**Instructions to follow:** Select and copy every line of the items below that contains the word "leather", matching case exactly.

**Records:**

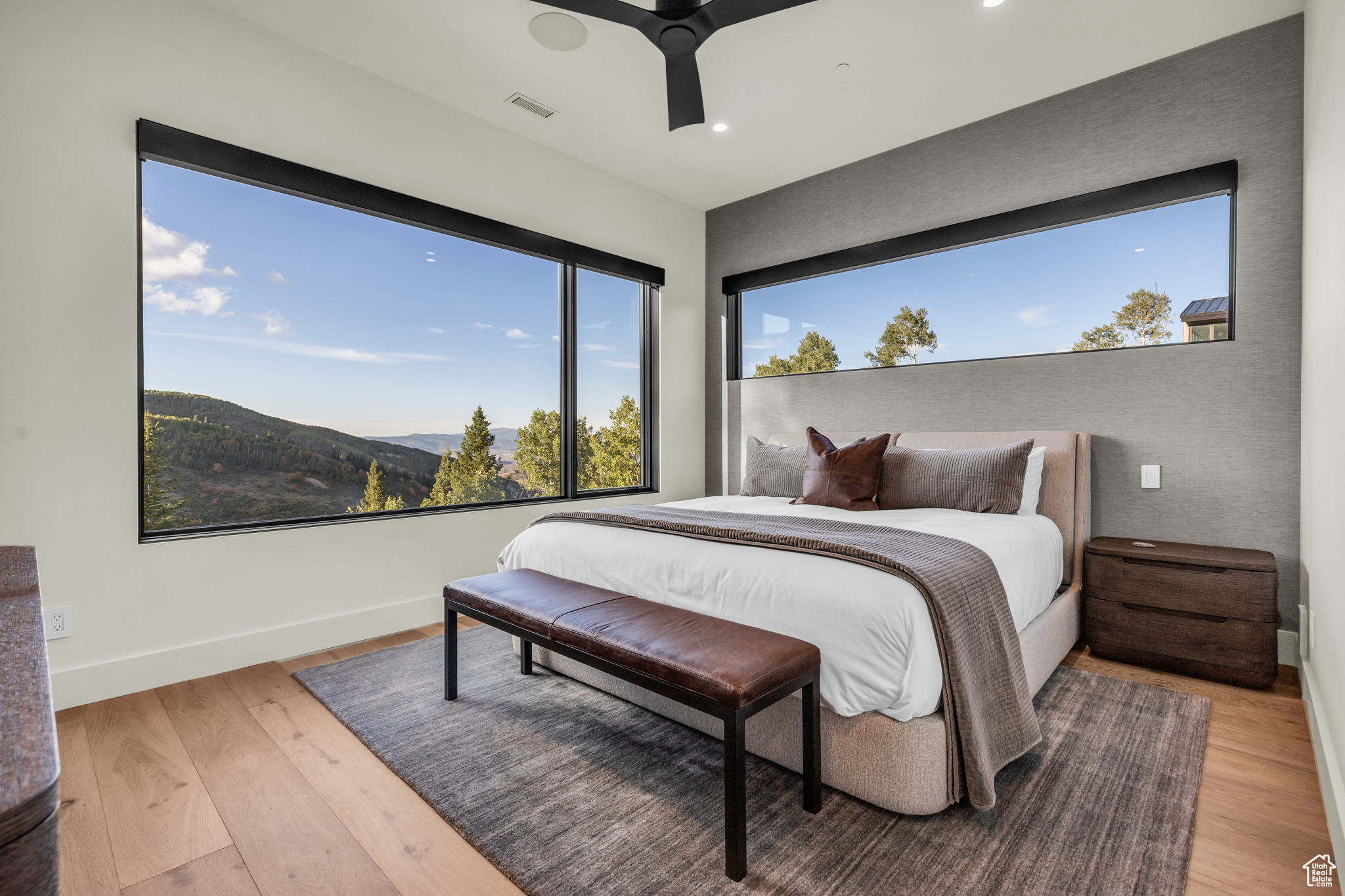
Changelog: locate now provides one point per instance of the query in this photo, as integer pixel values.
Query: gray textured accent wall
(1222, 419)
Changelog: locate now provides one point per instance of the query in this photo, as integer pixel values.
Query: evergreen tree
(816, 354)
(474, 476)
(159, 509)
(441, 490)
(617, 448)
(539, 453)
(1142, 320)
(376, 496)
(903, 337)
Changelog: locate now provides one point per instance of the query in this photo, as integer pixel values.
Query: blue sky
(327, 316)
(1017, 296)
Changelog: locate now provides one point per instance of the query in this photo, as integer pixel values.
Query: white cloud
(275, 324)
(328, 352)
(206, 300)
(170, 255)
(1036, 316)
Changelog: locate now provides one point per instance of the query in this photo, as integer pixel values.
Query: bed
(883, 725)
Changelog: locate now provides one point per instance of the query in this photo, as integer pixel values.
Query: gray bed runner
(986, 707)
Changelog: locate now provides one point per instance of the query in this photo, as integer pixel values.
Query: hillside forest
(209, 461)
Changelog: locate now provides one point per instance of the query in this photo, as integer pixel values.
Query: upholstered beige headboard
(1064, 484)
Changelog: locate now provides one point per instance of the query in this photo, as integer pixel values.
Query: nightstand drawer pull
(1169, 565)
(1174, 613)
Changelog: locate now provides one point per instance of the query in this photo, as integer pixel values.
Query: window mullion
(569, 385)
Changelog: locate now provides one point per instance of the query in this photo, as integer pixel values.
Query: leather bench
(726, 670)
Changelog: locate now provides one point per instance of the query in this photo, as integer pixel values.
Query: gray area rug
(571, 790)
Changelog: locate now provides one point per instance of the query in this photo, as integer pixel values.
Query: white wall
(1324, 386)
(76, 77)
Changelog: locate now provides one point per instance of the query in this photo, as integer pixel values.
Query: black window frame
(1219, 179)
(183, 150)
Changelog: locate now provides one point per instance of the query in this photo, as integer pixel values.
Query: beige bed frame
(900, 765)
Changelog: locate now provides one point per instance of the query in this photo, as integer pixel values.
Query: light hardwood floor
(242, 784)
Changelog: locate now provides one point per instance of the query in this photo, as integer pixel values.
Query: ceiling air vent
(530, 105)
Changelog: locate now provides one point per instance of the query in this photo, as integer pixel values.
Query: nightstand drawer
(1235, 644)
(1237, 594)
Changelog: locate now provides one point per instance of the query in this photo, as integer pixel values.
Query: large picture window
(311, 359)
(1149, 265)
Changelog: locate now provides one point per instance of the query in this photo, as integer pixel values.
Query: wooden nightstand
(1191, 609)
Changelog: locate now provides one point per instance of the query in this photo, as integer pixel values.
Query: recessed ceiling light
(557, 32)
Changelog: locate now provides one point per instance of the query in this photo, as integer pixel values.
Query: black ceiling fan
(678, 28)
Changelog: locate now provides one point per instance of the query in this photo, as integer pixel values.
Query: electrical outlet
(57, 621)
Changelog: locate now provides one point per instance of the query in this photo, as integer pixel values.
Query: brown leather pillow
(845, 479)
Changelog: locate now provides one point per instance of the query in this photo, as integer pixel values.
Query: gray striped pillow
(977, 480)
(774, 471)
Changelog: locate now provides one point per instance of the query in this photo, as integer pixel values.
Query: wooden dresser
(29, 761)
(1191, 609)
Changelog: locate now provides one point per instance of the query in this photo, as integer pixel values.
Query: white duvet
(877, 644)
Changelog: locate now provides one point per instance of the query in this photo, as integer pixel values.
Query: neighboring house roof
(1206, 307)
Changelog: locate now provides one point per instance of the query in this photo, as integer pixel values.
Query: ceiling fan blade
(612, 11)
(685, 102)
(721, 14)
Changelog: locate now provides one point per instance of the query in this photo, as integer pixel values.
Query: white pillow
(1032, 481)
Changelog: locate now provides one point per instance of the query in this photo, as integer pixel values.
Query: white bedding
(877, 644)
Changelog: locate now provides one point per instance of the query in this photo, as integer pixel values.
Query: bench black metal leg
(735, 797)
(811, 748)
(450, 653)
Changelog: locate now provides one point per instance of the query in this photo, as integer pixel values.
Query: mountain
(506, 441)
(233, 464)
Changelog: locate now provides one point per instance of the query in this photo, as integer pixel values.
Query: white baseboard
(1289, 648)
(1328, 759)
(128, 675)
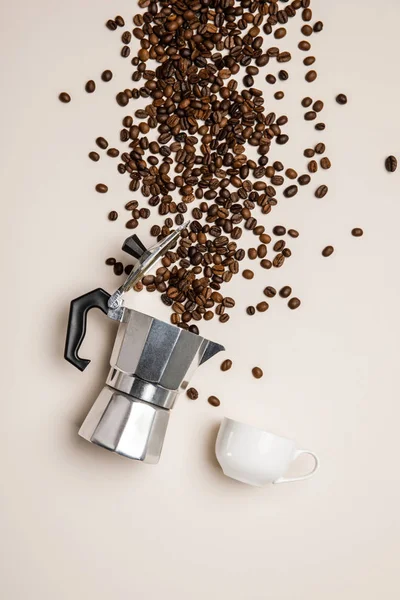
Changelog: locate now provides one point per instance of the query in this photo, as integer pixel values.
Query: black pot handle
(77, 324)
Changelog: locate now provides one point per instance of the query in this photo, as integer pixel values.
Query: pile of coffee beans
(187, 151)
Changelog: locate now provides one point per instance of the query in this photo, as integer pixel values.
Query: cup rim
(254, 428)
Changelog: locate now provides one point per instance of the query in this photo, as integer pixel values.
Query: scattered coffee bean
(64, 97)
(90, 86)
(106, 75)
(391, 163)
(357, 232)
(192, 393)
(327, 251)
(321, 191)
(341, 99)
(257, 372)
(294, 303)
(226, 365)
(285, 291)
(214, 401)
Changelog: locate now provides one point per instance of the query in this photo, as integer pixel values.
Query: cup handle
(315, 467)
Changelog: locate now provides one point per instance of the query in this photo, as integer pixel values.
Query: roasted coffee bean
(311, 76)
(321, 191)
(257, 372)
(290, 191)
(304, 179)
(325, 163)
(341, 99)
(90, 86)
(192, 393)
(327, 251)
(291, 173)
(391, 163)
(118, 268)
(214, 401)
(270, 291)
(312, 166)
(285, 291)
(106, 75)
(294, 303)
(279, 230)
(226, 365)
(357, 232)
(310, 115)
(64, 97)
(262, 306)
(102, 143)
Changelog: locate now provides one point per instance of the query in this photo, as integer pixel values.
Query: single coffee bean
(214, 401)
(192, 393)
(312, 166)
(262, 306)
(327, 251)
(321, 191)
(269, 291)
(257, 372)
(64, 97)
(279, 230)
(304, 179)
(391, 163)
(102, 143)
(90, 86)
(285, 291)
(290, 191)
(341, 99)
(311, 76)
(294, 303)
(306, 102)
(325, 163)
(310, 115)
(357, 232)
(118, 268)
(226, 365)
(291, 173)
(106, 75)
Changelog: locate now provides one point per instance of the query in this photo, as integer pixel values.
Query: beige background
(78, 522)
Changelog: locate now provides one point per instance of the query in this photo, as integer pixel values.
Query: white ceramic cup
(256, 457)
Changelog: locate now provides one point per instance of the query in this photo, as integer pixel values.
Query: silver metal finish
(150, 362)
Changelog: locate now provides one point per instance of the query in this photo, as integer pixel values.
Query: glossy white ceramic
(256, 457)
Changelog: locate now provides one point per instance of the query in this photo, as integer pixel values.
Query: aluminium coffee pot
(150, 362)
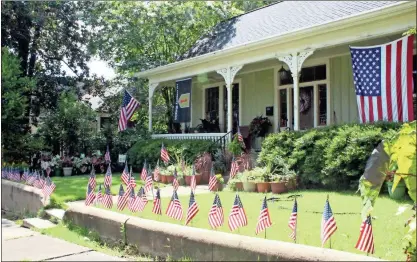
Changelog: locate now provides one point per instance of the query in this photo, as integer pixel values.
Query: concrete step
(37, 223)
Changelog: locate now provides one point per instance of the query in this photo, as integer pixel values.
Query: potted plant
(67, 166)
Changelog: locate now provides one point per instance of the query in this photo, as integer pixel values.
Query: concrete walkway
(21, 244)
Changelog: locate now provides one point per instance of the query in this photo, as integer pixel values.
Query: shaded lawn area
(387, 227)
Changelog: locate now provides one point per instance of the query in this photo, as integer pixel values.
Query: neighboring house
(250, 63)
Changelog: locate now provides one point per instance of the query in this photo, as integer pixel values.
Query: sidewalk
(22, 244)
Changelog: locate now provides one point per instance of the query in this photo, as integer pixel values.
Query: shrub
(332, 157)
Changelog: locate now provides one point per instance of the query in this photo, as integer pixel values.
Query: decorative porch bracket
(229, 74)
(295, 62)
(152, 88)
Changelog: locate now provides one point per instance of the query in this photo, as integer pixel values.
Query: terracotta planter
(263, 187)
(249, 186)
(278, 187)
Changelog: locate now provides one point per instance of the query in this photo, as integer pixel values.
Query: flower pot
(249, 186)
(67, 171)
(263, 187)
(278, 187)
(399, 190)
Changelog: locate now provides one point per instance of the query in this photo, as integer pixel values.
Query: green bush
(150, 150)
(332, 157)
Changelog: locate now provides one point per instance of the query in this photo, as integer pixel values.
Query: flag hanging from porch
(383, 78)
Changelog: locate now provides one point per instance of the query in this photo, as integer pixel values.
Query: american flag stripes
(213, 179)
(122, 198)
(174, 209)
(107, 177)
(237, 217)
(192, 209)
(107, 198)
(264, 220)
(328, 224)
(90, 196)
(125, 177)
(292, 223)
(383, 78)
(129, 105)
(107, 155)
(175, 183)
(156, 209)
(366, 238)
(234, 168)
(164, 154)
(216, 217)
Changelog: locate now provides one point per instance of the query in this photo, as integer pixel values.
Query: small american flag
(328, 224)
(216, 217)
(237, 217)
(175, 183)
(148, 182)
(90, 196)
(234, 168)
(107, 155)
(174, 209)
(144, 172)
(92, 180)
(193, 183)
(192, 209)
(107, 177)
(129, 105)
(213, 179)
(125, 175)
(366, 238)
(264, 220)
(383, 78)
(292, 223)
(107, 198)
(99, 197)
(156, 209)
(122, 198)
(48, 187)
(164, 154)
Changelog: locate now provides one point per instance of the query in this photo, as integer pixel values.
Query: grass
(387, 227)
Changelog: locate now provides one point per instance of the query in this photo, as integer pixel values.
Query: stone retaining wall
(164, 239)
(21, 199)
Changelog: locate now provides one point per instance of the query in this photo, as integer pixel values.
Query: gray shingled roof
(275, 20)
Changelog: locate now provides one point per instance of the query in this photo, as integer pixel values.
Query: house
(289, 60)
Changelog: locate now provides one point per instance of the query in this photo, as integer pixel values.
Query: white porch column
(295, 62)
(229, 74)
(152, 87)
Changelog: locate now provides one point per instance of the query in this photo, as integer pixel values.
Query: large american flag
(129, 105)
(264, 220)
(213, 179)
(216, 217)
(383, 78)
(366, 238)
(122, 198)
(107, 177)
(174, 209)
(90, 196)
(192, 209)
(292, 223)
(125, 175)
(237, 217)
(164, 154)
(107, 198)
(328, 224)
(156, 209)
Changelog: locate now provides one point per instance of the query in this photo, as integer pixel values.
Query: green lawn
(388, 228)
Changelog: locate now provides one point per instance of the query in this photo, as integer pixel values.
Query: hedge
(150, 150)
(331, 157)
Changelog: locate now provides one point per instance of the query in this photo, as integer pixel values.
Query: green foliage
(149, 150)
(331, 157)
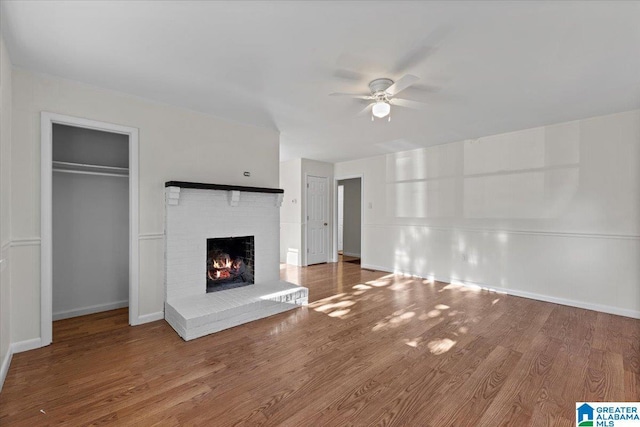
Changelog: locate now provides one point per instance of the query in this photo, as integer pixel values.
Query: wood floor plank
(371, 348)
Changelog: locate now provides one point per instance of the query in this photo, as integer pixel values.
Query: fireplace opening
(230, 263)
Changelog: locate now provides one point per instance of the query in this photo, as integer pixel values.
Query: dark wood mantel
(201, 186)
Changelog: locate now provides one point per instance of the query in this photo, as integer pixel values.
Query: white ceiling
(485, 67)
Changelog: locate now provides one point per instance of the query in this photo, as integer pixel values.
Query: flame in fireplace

**The result:**
Query: leather bench
Query: brown leather pillow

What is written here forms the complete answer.